Dataset entries
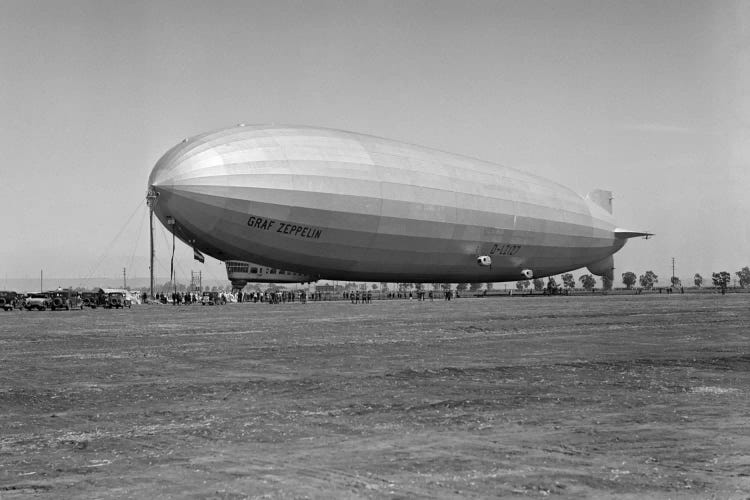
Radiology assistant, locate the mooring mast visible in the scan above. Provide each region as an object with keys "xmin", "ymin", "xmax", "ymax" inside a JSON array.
[{"xmin": 146, "ymin": 189, "xmax": 159, "ymax": 300}]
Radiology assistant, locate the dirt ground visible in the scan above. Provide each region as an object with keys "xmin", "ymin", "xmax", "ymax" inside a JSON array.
[{"xmin": 0, "ymin": 294, "xmax": 750, "ymax": 500}]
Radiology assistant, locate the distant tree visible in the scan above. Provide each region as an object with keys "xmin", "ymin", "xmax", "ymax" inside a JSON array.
[
  {"xmin": 693, "ymin": 273, "xmax": 703, "ymax": 288},
  {"xmin": 578, "ymin": 274, "xmax": 596, "ymax": 292},
  {"xmin": 734, "ymin": 266, "xmax": 750, "ymax": 288},
  {"xmin": 622, "ymin": 271, "xmax": 638, "ymax": 290},
  {"xmin": 516, "ymin": 280, "xmax": 531, "ymax": 291},
  {"xmin": 711, "ymin": 271, "xmax": 732, "ymax": 294},
  {"xmin": 638, "ymin": 271, "xmax": 659, "ymax": 290},
  {"xmin": 561, "ymin": 273, "xmax": 576, "ymax": 290}
]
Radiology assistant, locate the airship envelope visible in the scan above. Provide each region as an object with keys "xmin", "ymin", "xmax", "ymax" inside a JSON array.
[{"xmin": 148, "ymin": 125, "xmax": 649, "ymax": 282}]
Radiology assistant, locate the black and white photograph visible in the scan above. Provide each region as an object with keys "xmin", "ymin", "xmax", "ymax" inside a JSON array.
[{"xmin": 0, "ymin": 0, "xmax": 750, "ymax": 500}]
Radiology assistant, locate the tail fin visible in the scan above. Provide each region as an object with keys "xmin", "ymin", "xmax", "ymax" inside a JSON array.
[{"xmin": 586, "ymin": 189, "xmax": 612, "ymax": 214}]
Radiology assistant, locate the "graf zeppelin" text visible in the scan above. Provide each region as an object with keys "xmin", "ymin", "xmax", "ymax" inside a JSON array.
[{"xmin": 247, "ymin": 215, "xmax": 323, "ymax": 240}]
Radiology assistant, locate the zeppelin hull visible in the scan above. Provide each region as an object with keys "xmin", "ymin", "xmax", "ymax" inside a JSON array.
[{"xmin": 149, "ymin": 127, "xmax": 624, "ymax": 282}]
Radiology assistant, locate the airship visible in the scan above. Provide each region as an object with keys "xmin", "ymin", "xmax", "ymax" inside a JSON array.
[{"xmin": 148, "ymin": 124, "xmax": 651, "ymax": 283}]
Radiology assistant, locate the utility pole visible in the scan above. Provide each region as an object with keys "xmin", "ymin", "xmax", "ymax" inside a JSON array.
[{"xmin": 167, "ymin": 215, "xmax": 177, "ymax": 300}]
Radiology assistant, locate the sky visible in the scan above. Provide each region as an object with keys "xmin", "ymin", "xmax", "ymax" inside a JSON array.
[{"xmin": 0, "ymin": 0, "xmax": 750, "ymax": 284}]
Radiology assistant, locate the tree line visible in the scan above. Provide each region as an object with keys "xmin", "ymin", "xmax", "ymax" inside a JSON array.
[{"xmin": 516, "ymin": 266, "xmax": 750, "ymax": 292}]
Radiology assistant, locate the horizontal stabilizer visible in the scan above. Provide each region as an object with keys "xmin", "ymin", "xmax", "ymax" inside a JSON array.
[{"xmin": 615, "ymin": 227, "xmax": 654, "ymax": 239}]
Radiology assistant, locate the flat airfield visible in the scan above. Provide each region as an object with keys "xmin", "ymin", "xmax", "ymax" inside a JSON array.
[{"xmin": 0, "ymin": 294, "xmax": 750, "ymax": 500}]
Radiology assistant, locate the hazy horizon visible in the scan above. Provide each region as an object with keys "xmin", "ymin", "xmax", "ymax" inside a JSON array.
[{"xmin": 0, "ymin": 0, "xmax": 750, "ymax": 285}]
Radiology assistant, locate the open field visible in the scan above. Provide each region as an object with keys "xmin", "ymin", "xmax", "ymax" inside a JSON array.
[{"xmin": 0, "ymin": 294, "xmax": 750, "ymax": 500}]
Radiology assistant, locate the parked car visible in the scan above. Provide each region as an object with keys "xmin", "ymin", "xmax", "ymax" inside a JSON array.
[
  {"xmin": 0, "ymin": 291, "xmax": 19, "ymax": 311},
  {"xmin": 48, "ymin": 288, "xmax": 83, "ymax": 311},
  {"xmin": 81, "ymin": 292, "xmax": 106, "ymax": 309},
  {"xmin": 23, "ymin": 292, "xmax": 52, "ymax": 311},
  {"xmin": 104, "ymin": 292, "xmax": 133, "ymax": 309}
]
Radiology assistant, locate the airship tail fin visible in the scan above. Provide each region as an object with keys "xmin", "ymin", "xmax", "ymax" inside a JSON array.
[{"xmin": 586, "ymin": 189, "xmax": 612, "ymax": 214}]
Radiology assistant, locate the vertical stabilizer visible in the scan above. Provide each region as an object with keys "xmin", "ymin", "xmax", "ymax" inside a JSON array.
[{"xmin": 586, "ymin": 189, "xmax": 612, "ymax": 214}]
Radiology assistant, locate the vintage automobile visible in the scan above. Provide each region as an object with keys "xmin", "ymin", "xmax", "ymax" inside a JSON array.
[
  {"xmin": 81, "ymin": 292, "xmax": 106, "ymax": 309},
  {"xmin": 23, "ymin": 292, "xmax": 52, "ymax": 311},
  {"xmin": 47, "ymin": 288, "xmax": 83, "ymax": 311},
  {"xmin": 104, "ymin": 292, "xmax": 133, "ymax": 309},
  {"xmin": 0, "ymin": 291, "xmax": 19, "ymax": 311},
  {"xmin": 104, "ymin": 292, "xmax": 125, "ymax": 309}
]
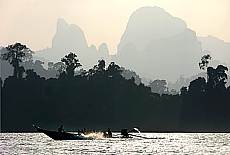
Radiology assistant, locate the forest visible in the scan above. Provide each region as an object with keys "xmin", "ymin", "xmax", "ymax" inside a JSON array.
[{"xmin": 1, "ymin": 43, "xmax": 230, "ymax": 132}]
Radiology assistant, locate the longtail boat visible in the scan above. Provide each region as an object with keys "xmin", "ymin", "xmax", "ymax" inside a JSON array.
[{"xmin": 33, "ymin": 125, "xmax": 89, "ymax": 140}]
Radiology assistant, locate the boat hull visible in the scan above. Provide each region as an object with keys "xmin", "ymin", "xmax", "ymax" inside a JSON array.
[{"xmin": 34, "ymin": 125, "xmax": 87, "ymax": 140}]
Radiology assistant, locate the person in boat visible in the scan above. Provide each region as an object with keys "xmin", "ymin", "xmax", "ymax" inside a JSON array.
[
  {"xmin": 121, "ymin": 129, "xmax": 129, "ymax": 138},
  {"xmin": 108, "ymin": 128, "xmax": 112, "ymax": 138},
  {"xmin": 58, "ymin": 125, "xmax": 65, "ymax": 132},
  {"xmin": 103, "ymin": 128, "xmax": 112, "ymax": 138}
]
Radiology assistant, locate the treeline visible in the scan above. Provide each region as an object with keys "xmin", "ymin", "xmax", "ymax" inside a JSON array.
[{"xmin": 1, "ymin": 43, "xmax": 230, "ymax": 132}]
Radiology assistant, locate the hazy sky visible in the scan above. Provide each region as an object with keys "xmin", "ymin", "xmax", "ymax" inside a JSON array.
[{"xmin": 0, "ymin": 0, "xmax": 230, "ymax": 54}]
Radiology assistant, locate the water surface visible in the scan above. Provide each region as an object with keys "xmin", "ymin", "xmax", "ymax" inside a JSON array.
[{"xmin": 0, "ymin": 133, "xmax": 230, "ymax": 155}]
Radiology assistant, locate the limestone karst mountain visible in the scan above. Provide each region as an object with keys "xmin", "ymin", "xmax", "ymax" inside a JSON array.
[
  {"xmin": 198, "ymin": 35, "xmax": 230, "ymax": 66},
  {"xmin": 113, "ymin": 7, "xmax": 202, "ymax": 82},
  {"xmin": 35, "ymin": 19, "xmax": 111, "ymax": 69}
]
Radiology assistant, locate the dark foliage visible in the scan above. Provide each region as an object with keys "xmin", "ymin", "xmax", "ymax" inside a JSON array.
[{"xmin": 1, "ymin": 45, "xmax": 230, "ymax": 132}]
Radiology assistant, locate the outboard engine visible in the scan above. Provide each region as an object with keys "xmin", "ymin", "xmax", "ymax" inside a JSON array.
[{"xmin": 121, "ymin": 129, "xmax": 129, "ymax": 138}]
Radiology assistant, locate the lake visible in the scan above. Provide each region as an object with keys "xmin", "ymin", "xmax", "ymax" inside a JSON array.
[{"xmin": 0, "ymin": 133, "xmax": 230, "ymax": 155}]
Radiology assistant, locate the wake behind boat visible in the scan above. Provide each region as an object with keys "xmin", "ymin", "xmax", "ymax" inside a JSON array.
[{"xmin": 33, "ymin": 125, "xmax": 87, "ymax": 140}]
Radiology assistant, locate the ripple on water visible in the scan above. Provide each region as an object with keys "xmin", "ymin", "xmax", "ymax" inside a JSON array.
[{"xmin": 0, "ymin": 133, "xmax": 230, "ymax": 155}]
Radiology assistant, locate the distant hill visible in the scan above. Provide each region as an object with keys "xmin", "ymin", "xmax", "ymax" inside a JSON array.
[
  {"xmin": 198, "ymin": 35, "xmax": 230, "ymax": 66},
  {"xmin": 1, "ymin": 7, "xmax": 230, "ymax": 83},
  {"xmin": 35, "ymin": 19, "xmax": 110, "ymax": 69},
  {"xmin": 113, "ymin": 7, "xmax": 202, "ymax": 82}
]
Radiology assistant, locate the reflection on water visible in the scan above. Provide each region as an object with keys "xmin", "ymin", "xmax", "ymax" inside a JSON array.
[{"xmin": 0, "ymin": 133, "xmax": 230, "ymax": 155}]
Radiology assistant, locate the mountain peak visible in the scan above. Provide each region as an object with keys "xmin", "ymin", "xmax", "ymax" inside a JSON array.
[{"xmin": 118, "ymin": 6, "xmax": 187, "ymax": 53}]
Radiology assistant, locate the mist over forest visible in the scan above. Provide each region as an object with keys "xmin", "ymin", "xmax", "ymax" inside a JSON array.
[{"xmin": 0, "ymin": 7, "xmax": 230, "ymax": 132}]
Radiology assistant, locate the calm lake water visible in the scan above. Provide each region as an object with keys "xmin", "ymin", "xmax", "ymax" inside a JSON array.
[{"xmin": 0, "ymin": 133, "xmax": 230, "ymax": 155}]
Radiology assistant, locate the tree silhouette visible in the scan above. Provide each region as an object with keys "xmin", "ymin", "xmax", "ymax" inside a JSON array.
[
  {"xmin": 106, "ymin": 62, "xmax": 122, "ymax": 78},
  {"xmin": 2, "ymin": 43, "xmax": 32, "ymax": 79},
  {"xmin": 207, "ymin": 65, "xmax": 228, "ymax": 89},
  {"xmin": 149, "ymin": 79, "xmax": 167, "ymax": 94},
  {"xmin": 61, "ymin": 52, "xmax": 82, "ymax": 78},
  {"xmin": 199, "ymin": 54, "xmax": 212, "ymax": 69}
]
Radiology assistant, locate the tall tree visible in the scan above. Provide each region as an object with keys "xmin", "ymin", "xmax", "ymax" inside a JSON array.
[
  {"xmin": 199, "ymin": 54, "xmax": 212, "ymax": 69},
  {"xmin": 207, "ymin": 65, "xmax": 228, "ymax": 89},
  {"xmin": 61, "ymin": 52, "xmax": 82, "ymax": 78},
  {"xmin": 1, "ymin": 43, "xmax": 32, "ymax": 79}
]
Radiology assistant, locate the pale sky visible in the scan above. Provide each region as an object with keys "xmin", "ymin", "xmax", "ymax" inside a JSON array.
[{"xmin": 0, "ymin": 0, "xmax": 230, "ymax": 54}]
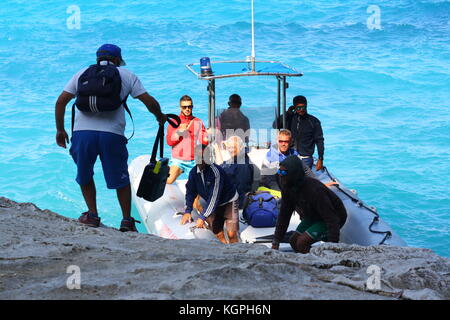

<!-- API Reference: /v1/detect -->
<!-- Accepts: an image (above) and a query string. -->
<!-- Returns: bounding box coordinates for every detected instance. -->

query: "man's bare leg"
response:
[216,230,228,244]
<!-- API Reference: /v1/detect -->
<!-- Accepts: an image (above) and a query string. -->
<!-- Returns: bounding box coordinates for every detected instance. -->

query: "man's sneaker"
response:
[78,212,100,228]
[120,217,141,232]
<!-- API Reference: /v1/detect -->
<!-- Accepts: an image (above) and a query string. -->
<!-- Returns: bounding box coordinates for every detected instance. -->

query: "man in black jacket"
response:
[272,156,347,253]
[277,96,325,171]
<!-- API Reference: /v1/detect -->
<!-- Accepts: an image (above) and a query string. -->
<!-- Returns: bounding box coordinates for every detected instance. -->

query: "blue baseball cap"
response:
[97,43,126,66]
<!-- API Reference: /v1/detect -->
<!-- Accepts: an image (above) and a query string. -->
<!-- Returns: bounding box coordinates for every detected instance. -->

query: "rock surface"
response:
[0,198,450,300]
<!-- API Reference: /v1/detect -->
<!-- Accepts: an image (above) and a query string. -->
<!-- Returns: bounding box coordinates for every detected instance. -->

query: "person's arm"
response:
[55,91,75,148]
[272,194,295,249]
[136,92,167,124]
[313,189,341,242]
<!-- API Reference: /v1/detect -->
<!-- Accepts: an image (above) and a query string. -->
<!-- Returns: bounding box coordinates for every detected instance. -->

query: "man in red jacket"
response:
[166,95,208,184]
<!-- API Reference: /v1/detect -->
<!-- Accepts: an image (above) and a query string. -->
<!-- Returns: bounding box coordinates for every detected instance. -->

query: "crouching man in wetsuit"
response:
[272,156,347,253]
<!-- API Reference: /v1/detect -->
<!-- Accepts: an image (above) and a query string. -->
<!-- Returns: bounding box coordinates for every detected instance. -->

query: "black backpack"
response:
[72,62,134,140]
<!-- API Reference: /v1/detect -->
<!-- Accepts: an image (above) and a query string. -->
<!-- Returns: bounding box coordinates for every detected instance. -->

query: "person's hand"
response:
[156,113,167,125]
[56,129,69,148]
[181,213,194,224]
[195,218,205,228]
[316,159,323,171]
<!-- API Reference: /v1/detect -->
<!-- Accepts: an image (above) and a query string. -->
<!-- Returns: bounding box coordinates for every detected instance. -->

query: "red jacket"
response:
[166,113,208,161]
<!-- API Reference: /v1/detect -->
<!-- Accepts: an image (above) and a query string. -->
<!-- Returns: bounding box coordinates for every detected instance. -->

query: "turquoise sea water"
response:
[0,0,450,257]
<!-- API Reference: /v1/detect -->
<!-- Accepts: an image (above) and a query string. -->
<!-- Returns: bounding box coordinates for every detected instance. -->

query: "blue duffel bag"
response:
[242,191,279,228]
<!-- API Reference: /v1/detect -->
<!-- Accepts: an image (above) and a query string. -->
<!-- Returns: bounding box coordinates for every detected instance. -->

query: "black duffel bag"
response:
[136,114,181,202]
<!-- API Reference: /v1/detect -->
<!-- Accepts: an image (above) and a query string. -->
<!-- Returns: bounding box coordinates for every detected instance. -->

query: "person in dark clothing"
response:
[181,145,239,243]
[272,156,347,253]
[216,136,254,209]
[276,96,325,171]
[260,129,315,191]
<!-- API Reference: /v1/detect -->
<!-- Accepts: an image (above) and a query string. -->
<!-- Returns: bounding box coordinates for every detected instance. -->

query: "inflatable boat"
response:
[129,57,406,250]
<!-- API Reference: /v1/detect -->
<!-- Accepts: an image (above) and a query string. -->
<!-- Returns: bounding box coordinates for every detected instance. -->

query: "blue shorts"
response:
[169,158,195,173]
[70,130,130,189]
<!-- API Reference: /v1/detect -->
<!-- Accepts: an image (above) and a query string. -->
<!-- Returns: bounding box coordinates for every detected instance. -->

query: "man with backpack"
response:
[55,44,167,231]
[260,129,315,191]
[272,156,347,253]
[166,95,208,184]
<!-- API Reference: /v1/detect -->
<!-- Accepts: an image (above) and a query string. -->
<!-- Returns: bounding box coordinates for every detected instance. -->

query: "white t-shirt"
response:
[64,61,147,136]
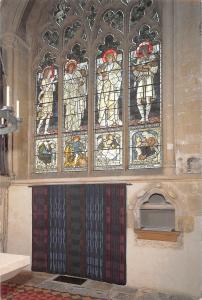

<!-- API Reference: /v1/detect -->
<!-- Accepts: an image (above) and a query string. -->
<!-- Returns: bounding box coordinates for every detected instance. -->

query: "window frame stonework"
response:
[31,1,163,177]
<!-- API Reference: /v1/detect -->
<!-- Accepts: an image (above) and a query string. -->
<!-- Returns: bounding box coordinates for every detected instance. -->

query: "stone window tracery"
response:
[33,0,162,174]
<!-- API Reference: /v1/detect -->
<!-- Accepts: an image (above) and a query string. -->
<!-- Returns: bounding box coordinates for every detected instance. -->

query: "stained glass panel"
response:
[35,136,57,173]
[63,59,88,131]
[53,0,70,25]
[42,30,59,47]
[63,45,88,171]
[36,64,58,135]
[103,9,123,31]
[130,0,152,25]
[63,134,88,171]
[64,21,81,43]
[129,127,161,169]
[87,5,97,29]
[94,36,123,170]
[94,131,122,170]
[129,25,161,168]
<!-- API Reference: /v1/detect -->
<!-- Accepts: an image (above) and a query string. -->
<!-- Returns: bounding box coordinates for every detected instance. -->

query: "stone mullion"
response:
[57,57,63,172]
[88,42,96,176]
[122,16,130,175]
[4,36,14,177]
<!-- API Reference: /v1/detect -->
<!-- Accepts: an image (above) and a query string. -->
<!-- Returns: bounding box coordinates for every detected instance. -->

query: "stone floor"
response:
[2,271,198,300]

SET TASK: Can you find every line in the records above that contains the string "blue" and copy each one out?

ANSWER TO THIS TASK:
query: "blue baseball cap"
query: "blue duffel bag"
query: "blue shorts"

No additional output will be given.